_GIVEN PASSAGE:_

┏━━

The employment of county convicts is under the control of the county commissioners.

Systems of employment. — The lease and public-works-and-ways systems are authorized.

Regulations.—Contracts must be for such labor as may be deemed most advantageous to the interests of the State, due regard being had for the health and humane treatment of the prisoners. Stipulations must be made as to quarters, food, and clothing.

The hours of labor are fixed at not less than eight nor more than ten daily, except Sundays, and must be between sunrise and sunset.

Cruel, inhuman, and injurious punishments are prohibited.

Female convicts must have separate quarters, and the races must be kept separate when not at work.

Discharged convicts each receive, at the expense of the State, $5 and a suit of clothing.

County convicts may be employed on streets, roads, bridges, or other public works, or at such manual labor as the county commissioners direct; or their labor may be let but by contract. Those sentenced for terms of one year or less may be employed on the roads of the county. If their number is not sufficient for economical employment, the commissioners of two or more counties may arrange for such an exchange of prisoners as will provide for such employment. Confinement by ball and chain is forbidden unless after an escape and recapture.

┗━━

_WRITTEN EXERCISE:_ Please copy the passage on convict labor word for word, from "Regulations.—Contracts must be" up to and including "suit of clothing.".

_RECORDS PROVIDED:_
┏━━

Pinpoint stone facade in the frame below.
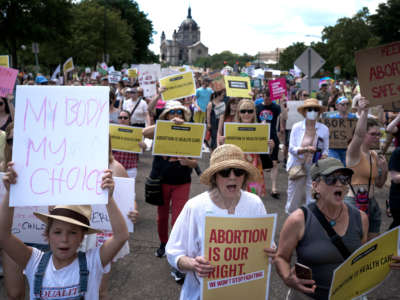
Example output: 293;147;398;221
160;7;208;66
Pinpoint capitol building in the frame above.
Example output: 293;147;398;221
160;7;208;66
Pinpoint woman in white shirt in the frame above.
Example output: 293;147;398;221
166;144;275;300
285;98;329;215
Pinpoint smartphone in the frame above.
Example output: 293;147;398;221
294;263;312;279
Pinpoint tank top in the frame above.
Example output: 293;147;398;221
296;204;362;300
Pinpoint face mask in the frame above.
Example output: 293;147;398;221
306;111;318;120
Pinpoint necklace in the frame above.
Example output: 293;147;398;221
321;205;343;227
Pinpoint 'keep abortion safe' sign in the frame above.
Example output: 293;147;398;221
10;86;109;206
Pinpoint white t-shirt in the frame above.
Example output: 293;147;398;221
165;190;267;300
24;248;110;300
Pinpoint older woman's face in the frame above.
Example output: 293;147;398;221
215;168;246;199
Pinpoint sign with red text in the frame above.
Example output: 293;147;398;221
268;78;287;101
10;86;109;206
355;42;400;108
0;66;18;97
201;214;276;300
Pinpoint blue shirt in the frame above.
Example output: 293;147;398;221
196;87;214;111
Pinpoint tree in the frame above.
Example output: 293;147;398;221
368;0;400;44
278;42;307;70
0;0;72;66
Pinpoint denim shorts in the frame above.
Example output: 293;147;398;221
344;196;382;233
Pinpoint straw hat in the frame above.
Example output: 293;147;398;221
200;144;259;185
297;98;326;116
159;100;192;122
33;205;101;234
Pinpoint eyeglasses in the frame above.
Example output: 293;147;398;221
218;168;246;178
322;174;351;185
168;109;183;116
240;109;254;114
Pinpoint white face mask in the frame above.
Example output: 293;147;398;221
306;111;318;120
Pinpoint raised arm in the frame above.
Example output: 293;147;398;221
100;170;129;267
0;162;32;269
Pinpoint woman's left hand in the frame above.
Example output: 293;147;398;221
390;256;400;270
101;169;115;199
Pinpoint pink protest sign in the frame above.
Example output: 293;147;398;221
10;85;109;206
268;78;287;101
0;66;18;97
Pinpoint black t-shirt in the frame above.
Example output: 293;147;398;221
389;147;400;209
256;103;281;140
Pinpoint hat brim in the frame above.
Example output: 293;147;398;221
33;212;102;234
200;159;260;185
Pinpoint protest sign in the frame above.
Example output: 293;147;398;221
268;78;287;101
108;71;122;84
139;64;161;97
224;122;270;153
10;86;109;206
153;120;206;158
329;227;400;300
90;177;135;232
321;118;357;149
0;66;18;97
355;42;400;108
160;72;196;101
110;124;143;153
224;76;251;98
0;55;10;68
201;214;276;300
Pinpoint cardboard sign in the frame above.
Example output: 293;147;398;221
153;120;206;158
160;72;196;101
0;66;18;97
0;55;10;68
90;177;136;232
355;42;400;107
268;78;287;101
329;227;400;300
10;85;109;206
224;76;251;98
321;118;357;149
110;124;143;153
201;214;276;300
224;122;270;153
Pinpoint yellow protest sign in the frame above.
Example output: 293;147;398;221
329;227;399;300
224;76;251;98
201;214;276;300
160;72;196;101
110;124;143;153
128;69;137;78
153;120;206;158
0;55;10;68
224;122;270;153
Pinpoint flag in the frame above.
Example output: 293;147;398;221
63;57;74;73
51;65;61;80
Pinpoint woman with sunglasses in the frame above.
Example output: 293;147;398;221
345;97;388;239
285;98;329;214
143;100;197;283
166;144;275;300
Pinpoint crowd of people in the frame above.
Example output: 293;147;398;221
0;74;400;300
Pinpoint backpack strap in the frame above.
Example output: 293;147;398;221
78;251;89;296
33;251;52;299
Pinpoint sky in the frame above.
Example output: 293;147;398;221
136;0;386;55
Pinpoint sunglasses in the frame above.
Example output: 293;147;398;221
218;168;246;178
168;109;183;116
240;109;254;114
322;174;351;185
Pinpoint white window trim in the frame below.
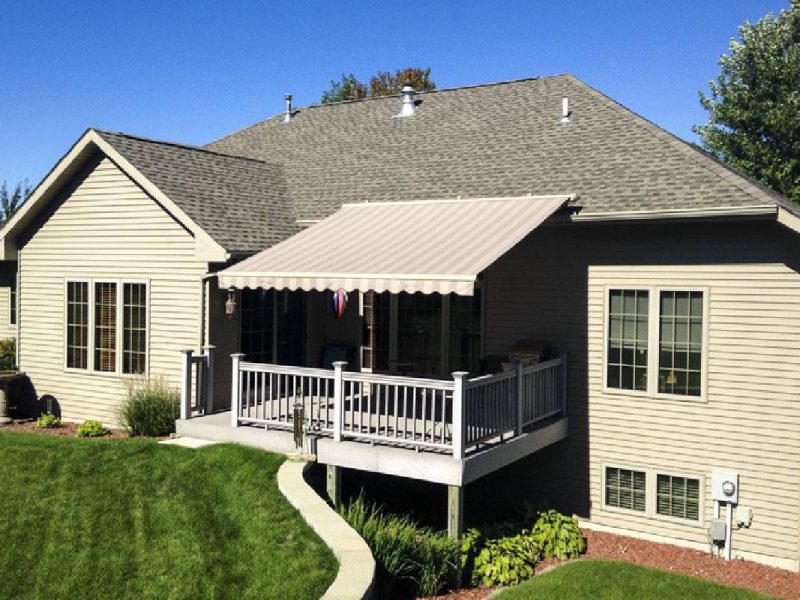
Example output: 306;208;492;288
62;277;151;379
600;462;706;527
62;277;94;373
603;280;710;403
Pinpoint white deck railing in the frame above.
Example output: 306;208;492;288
225;354;566;458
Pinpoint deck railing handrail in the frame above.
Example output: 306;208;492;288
223;353;567;459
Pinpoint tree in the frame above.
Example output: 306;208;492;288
369;67;436;96
322;67;436;104
0;179;33;226
694;0;800;202
322;73;367;104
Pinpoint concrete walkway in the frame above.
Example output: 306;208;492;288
278;459;375;600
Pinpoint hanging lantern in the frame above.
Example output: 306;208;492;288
225;287;236;319
333;289;347;319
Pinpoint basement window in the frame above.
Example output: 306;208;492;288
656;474;700;521
605;467;647;512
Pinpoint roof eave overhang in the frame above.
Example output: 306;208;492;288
570;204;788;223
0;129;229;262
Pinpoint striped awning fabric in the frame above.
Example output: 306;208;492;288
219;195;570;295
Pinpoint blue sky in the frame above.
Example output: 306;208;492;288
0;0;789;188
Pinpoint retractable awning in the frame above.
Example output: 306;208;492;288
219;195;570;295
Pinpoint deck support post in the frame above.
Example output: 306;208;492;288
231;354;244;427
180;348;193;421
203;345;216;415
325;465;342;509
447;485;464;587
451;371;469;460
514;359;525;435
333;360;347;442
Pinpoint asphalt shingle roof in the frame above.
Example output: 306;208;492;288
92;75;798;252
95;130;299;252
207;75;788;219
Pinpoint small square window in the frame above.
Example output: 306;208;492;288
605;467;647;512
656;474;700;521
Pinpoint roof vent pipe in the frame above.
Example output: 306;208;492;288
397;85;417;117
283;94;292;123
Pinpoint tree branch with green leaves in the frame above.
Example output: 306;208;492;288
694;0;800;202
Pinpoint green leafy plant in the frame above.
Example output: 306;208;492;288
0;338;17;371
77;421;108;437
120;377;180;437
36;412;61;429
339;496;458;597
471;531;542;586
530;510;586;560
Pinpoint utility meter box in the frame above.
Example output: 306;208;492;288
708;519;728;543
711;471;739;504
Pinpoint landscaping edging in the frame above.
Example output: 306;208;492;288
277;459;375;600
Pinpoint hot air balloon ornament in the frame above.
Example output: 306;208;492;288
333;289;347;319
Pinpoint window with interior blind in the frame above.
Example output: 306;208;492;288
606;290;650;391
122;283;147;374
656;474;700;521
8;275;17;325
94;282;117;372
658;290;703;396
66;281;89;369
605;467;647;512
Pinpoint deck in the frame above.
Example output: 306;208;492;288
177;355;567;486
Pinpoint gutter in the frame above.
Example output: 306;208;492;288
570;204;779;223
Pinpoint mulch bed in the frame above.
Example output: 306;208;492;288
583;529;800;600
422;529;800;600
0;419;129;438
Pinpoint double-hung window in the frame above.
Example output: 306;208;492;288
604;286;708;398
65;280;148;375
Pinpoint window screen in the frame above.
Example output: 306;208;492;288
606;290;649;391
658;291;703;396
122;283;147;374
66;281;89;369
606;467;647;512
94;283;117;372
656;475;700;521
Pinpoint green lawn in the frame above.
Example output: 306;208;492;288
498;560;764;600
0;432;337;599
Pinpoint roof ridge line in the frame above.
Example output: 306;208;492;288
572;77;785;203
90;127;278;166
204;73;575;147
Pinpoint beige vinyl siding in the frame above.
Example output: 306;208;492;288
0;260;17;339
487;222;800;560
19;158;207;423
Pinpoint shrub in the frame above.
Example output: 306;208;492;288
461;506;586;586
471;531;541;586
77;421;108;437
0;338;17;371
36;412;61;429
339;496;458;597
120;377;180;437
531;510;586;560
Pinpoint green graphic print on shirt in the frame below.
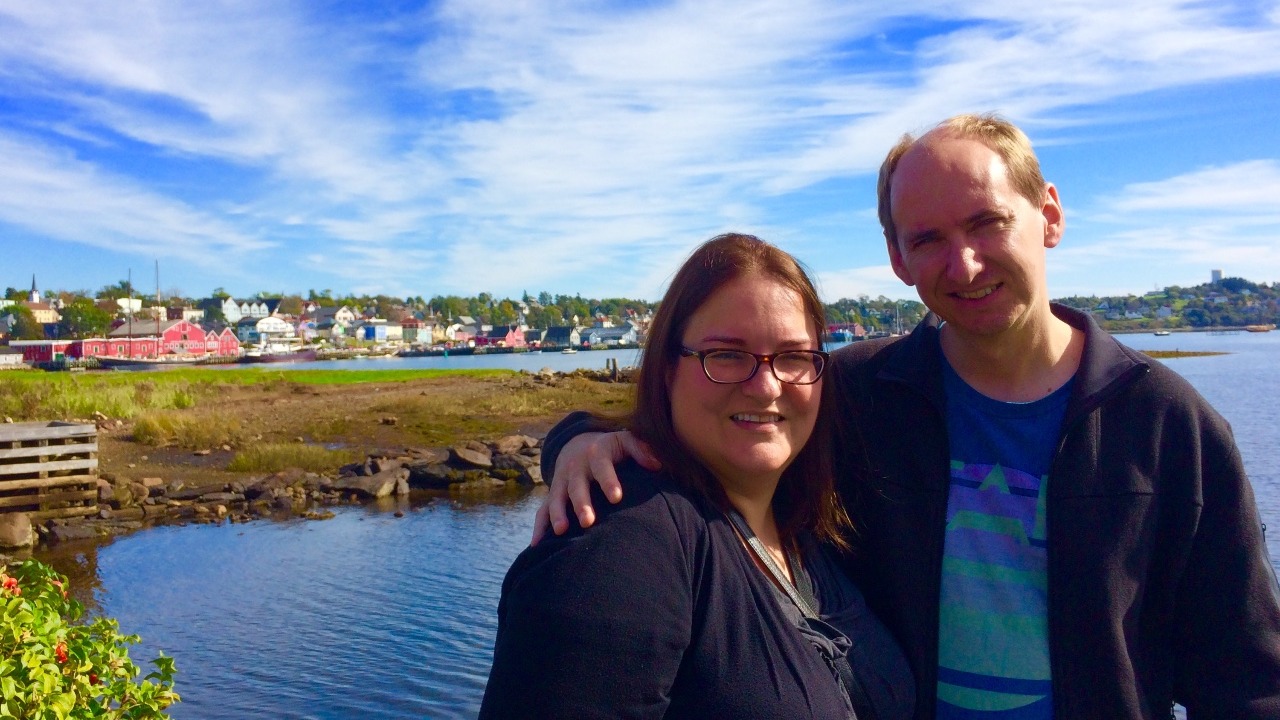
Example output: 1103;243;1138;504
937;369;1069;720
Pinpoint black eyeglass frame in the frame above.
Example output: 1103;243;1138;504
680;346;831;386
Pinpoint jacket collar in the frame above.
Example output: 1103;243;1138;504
876;304;1151;418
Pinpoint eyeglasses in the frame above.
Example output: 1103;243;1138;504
680;347;828;386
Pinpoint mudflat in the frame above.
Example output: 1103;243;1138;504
0;368;632;486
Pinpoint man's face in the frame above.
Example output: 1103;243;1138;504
888;136;1062;338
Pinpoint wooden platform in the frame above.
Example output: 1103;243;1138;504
0;421;97;521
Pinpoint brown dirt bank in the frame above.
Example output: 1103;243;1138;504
99;372;631;486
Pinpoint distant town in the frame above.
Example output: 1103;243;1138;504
0;270;1280;366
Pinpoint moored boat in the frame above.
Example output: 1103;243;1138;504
95;355;201;370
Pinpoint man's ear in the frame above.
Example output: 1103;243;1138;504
884;234;915;286
1041;182;1066;247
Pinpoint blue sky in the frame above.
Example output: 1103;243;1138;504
0;0;1280;300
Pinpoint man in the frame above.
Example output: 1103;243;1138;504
539;115;1280;720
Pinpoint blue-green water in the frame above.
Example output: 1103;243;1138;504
40;332;1280;720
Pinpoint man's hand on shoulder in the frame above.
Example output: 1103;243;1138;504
529;430;662;544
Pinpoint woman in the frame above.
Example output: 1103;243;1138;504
480;234;914;720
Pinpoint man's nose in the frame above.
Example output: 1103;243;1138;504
947;237;983;283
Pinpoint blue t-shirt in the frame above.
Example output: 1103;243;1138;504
937;365;1071;720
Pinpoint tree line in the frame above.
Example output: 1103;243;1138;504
0;277;1280;340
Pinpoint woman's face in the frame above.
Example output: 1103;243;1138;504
671;274;822;495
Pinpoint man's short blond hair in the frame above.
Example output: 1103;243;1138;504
876;113;1044;242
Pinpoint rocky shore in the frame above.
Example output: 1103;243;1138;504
21;434;543;543
17;434;543;544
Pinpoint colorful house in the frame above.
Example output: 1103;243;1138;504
476;325;529;347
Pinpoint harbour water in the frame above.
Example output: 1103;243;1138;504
35;332;1280;720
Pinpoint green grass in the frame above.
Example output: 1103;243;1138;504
227;443;356;473
133;411;243;450
271;369;518;386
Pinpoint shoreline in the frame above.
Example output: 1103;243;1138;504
0;370;631;556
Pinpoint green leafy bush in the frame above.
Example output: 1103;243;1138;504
0;560;179;720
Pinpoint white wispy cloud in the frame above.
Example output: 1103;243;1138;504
1052;160;1280;295
0;0;1280;297
0;136;271;257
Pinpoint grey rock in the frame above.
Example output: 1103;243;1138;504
326;468;408;497
0;512;36;547
168;484;227;500
407;462;461;488
449;446;493;469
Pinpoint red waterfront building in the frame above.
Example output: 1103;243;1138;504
9;319;241;363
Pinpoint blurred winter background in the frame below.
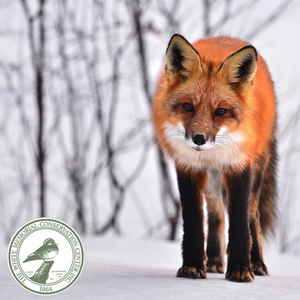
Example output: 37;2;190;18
0;0;300;253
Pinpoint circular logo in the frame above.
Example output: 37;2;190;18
8;218;84;295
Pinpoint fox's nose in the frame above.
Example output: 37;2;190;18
193;134;206;146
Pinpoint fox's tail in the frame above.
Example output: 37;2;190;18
258;140;277;236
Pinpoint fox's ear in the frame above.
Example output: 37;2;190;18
166;34;202;83
219;46;257;88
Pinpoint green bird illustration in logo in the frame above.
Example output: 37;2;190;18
23;238;59;263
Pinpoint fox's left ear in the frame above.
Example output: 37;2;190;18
219;46;257;85
165;34;202;84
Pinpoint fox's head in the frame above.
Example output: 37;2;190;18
153;34;257;167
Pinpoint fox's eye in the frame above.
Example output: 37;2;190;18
215;108;227;116
182;103;194;111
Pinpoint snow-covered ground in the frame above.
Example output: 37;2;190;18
0;237;300;300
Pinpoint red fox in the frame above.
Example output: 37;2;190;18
152;34;277;282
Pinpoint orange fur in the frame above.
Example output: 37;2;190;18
152;37;276;170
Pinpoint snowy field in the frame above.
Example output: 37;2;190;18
0;238;300;300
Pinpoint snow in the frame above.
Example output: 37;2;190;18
0;237;300;300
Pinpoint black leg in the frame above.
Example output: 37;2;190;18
205;170;225;273
250;163;268;275
177;171;206;278
225;168;254;282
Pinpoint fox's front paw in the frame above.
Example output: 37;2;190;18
176;266;207;279
226;264;255;282
251;261;269;275
206;257;224;273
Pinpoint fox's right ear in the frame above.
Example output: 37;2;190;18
165;34;202;83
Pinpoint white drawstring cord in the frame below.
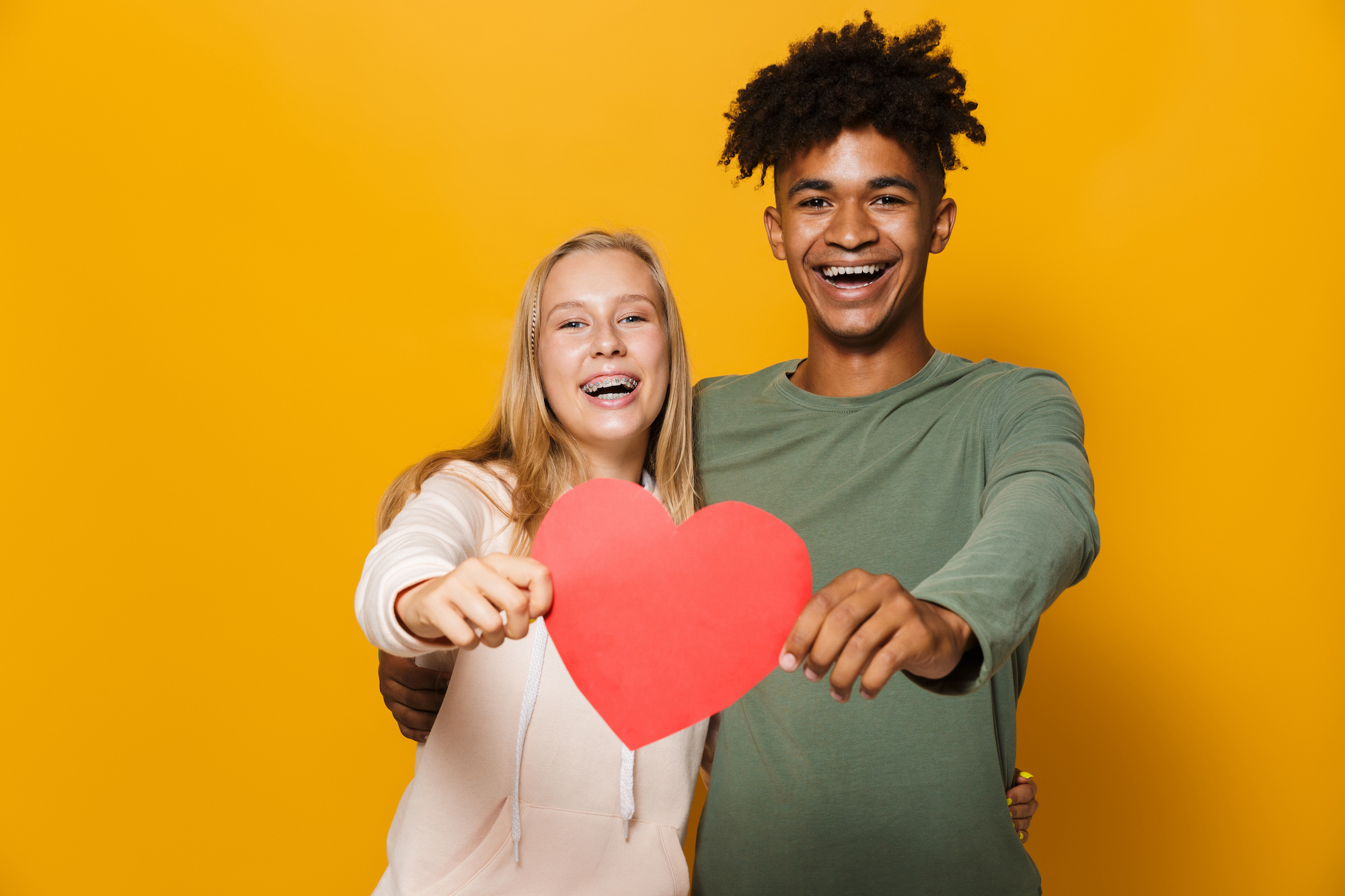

┗━━

_CORRECT RESPONSE:_
Regulations.—Contracts must be for such labor as may be deemed most advantageous to the interests of the State, due regard being had for the health and humane treatment of the prisoners. Stipulations must be made as to quarters, food, and clothing.

The hours of labor are fixed at not less than eight nor more than ten daily, except Sundays, and must be between sunrise and sunset.

Cruel, inhuman, and injurious punishments are prohibited.

Female convicts must have separate quarters, and the races must be kept separate when not at work.

Discharged convicts each receive, at the expense of the State, $5 and a suit of clothing.